### [YOUR OBJECTIVE]
Only the lines from the first line of the data through the line containing "positive clicks: (556, 399) (572, 150)" belong in the answer, transcribed exactly; pictures do not.

--- DATA TO PROCESS ---

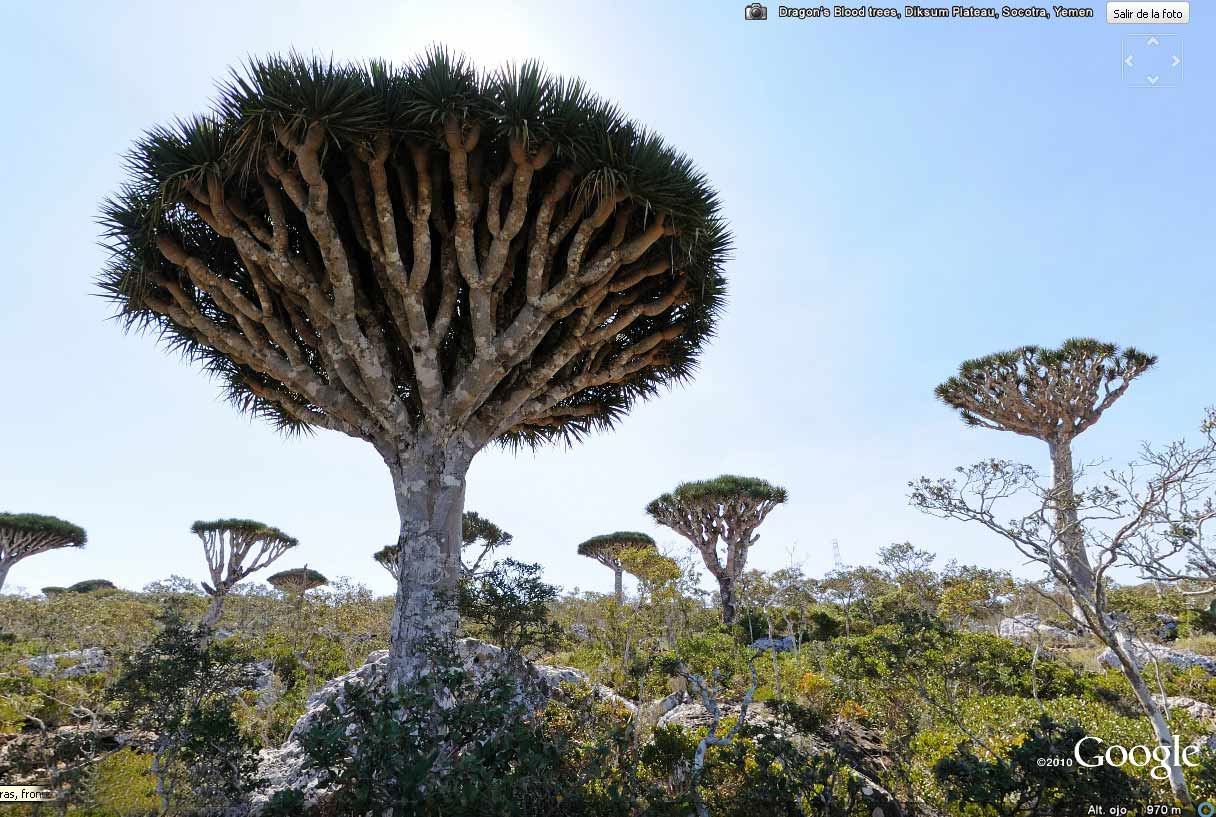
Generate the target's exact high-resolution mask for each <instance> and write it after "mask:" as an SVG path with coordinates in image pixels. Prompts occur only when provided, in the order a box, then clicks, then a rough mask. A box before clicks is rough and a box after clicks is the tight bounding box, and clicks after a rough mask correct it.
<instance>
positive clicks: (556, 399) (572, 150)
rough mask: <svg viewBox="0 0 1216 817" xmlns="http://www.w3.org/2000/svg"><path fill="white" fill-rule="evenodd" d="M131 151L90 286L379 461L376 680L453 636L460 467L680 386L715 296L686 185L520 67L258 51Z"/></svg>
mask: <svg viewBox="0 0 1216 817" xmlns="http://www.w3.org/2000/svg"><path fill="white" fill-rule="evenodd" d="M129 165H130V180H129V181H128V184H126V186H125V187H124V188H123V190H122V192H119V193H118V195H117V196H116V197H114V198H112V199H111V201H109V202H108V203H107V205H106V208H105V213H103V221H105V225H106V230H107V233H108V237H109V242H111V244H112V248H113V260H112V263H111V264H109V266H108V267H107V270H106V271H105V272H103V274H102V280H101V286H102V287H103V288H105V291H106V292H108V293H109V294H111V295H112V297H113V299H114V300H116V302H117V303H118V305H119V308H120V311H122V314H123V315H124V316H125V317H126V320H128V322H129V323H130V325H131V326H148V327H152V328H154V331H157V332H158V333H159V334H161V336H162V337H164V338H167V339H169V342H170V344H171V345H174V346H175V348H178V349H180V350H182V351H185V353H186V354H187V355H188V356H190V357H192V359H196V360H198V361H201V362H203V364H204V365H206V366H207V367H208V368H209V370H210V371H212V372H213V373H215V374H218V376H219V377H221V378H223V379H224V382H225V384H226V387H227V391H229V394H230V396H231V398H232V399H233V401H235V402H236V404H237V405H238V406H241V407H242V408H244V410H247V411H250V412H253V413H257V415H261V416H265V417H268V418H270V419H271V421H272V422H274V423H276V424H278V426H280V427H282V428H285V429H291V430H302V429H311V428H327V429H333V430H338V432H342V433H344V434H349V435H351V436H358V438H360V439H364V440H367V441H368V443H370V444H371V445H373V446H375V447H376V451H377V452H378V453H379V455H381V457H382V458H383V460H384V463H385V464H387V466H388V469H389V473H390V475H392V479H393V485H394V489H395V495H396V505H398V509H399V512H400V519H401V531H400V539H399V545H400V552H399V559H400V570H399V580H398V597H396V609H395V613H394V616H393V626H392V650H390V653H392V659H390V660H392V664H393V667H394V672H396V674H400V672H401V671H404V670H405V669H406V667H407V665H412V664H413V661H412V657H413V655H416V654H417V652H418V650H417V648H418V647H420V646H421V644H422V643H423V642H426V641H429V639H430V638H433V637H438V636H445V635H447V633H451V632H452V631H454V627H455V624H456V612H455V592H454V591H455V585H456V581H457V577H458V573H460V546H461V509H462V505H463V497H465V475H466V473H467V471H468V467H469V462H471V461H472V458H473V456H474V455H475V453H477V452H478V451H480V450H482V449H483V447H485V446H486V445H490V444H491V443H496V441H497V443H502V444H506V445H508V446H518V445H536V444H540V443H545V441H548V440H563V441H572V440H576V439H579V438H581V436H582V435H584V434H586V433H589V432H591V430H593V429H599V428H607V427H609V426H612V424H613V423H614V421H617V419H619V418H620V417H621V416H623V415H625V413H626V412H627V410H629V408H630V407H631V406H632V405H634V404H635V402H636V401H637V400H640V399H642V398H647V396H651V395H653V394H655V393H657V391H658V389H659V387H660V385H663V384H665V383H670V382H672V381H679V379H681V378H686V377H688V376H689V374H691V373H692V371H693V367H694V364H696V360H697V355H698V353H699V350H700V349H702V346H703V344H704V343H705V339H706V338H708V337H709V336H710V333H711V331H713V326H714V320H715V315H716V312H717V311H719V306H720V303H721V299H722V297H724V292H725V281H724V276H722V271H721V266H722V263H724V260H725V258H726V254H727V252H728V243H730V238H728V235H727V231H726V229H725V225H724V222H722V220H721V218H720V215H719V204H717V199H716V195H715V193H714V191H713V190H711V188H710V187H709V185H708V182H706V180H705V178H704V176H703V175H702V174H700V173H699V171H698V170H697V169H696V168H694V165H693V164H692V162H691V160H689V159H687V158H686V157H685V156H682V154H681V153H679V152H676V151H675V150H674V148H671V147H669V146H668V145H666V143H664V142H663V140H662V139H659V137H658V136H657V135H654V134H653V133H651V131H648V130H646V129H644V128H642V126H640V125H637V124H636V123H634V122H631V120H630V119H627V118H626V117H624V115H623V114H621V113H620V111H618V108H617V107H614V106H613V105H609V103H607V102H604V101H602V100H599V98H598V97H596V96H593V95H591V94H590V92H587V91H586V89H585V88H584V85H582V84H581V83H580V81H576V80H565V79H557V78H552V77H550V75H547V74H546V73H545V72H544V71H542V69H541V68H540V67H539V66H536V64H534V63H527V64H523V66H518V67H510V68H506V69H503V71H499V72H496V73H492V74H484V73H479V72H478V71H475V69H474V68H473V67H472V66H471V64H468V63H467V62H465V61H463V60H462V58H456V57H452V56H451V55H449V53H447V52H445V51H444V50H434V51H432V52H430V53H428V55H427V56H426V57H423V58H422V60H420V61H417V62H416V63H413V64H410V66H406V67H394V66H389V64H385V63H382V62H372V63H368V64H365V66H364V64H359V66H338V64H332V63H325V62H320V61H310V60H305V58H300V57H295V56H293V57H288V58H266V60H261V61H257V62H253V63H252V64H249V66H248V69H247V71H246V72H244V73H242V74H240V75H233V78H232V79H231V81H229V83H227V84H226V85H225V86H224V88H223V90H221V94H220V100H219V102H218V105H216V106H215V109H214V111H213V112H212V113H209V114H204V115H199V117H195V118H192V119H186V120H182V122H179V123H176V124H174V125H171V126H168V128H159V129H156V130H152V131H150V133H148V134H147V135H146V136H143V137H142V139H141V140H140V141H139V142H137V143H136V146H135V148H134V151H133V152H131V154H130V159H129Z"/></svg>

---

### [TASK RESULT]
Generate the target's exact high-resolution mask for each <instance> and write it after "mask:" as an SVG path with coordinates in image pixels. Prompts occur only when provided, in the order a box, then clicks, then a rough mask. A box before clicks is rough and a box after clicks is the tight bounding box, and clicks after a rough mask correct it.
<instance>
positive clicks: (556, 399) (572, 150)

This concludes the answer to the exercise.